Quoted text:
Wednesday, April 20, 2011

why you don't argue with a 3 year old

This morning Parker and I had a discussion about what clothes matched.

"Mommy, we can't wear brown pants. It no match."

"Parker, you need to trust me."

"But it no match Mommy."

"Do you understand that I am smarter than you and I know things that you don't know?"

"You no 'marter. And I am cute and no 'marter."

She wore the brown pants. She and I both walked away thinking we had won.

Sunday, April 17, 2011

Ugly Faces and Nerds

I had a friend at college, I will call her Roma because I don't know anyone by that name (is that even a human name?). She and I got along early on our freshman year...and then I began to notice a disturbing trend. When our group of friends would go to the cafeteria to eat, I wouldn't get a call to join them. Roma would then plan outings and "forget" to invite me. I was starting to get nudged out. This happened slowly and I think it is dumb to fight when it comes to this sort of thing so I kept my mouth shut and started developing other friendships.

But every once in awhile Roma and I would find ourselves hanging out with everyone. One night we were all together and laughing hard about who knows what (it was probably juvenile because as I mentioned we were freshmen). Roma and I were both laughing and she looks at me, points and says, "Suzanne, your face is so ugly when you laugh."

Try as I might I can not get that out of my head every time I laugh.

Supplied information:
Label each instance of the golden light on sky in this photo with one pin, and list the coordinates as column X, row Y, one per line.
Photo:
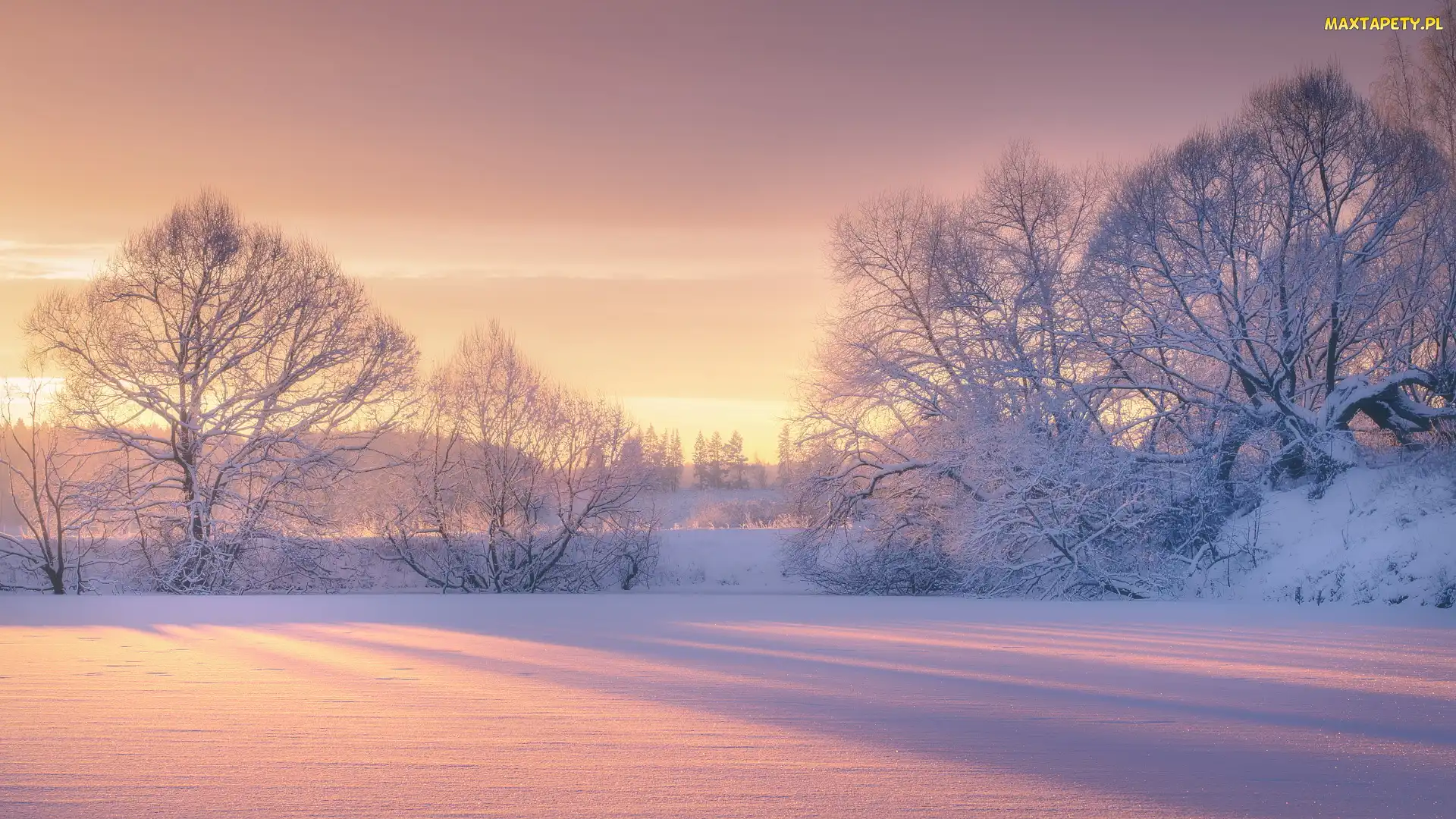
column 641, row 191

Problems to work on:
A) In the blog posts, why did the writer say nothing when Roma began leaving her out? Please answer in one to three sentences.
B) Pick up the blog posts after their last sentence and carry them on.

The answers:
A) She kept her mouth shut because she thinks it is dumb to fight over that sort of thing. Instead, she started developing other friendships.

B)
Another time I remember her saying in front of everyone, "You sure go on a lot of dates, but the guys you date are so nerdy." I am currently laughing (and probably looking hideous) because thinking back, both those things are potentially true.

There is something else I remember vividly. I had/have a friend named Suzy (real name) who was part of that freshman troupe. We never spoke about Roma, but I think she noticed on some level what was going on. She started to call and make sure I was invited when they were going to eat or go on some excursion. My other friends didn't do that, not because they didn't like me...but because they didn't see it. But Suzy noticed and she did something about it.

I want to be like that. I want to pay attention like that.

By the way, Roma and I are cool. We got along fine as we got older and settled in to our college thing. In fact, since I think about her almost every time I laugh she might be the person I think about the most from college. The exception being my husband of course. And for the record, I may have dated a lot of nerds early on...but I ended up with the coolest one who loves me and my ugly laughing face.

I want more

This week Jaden and I were having conversation in the car about why I didn't always allow him to get more ipad apps, even when they are free. I explained how everything around us tells us that we need more things, more stuff, and only through that will we find happiness.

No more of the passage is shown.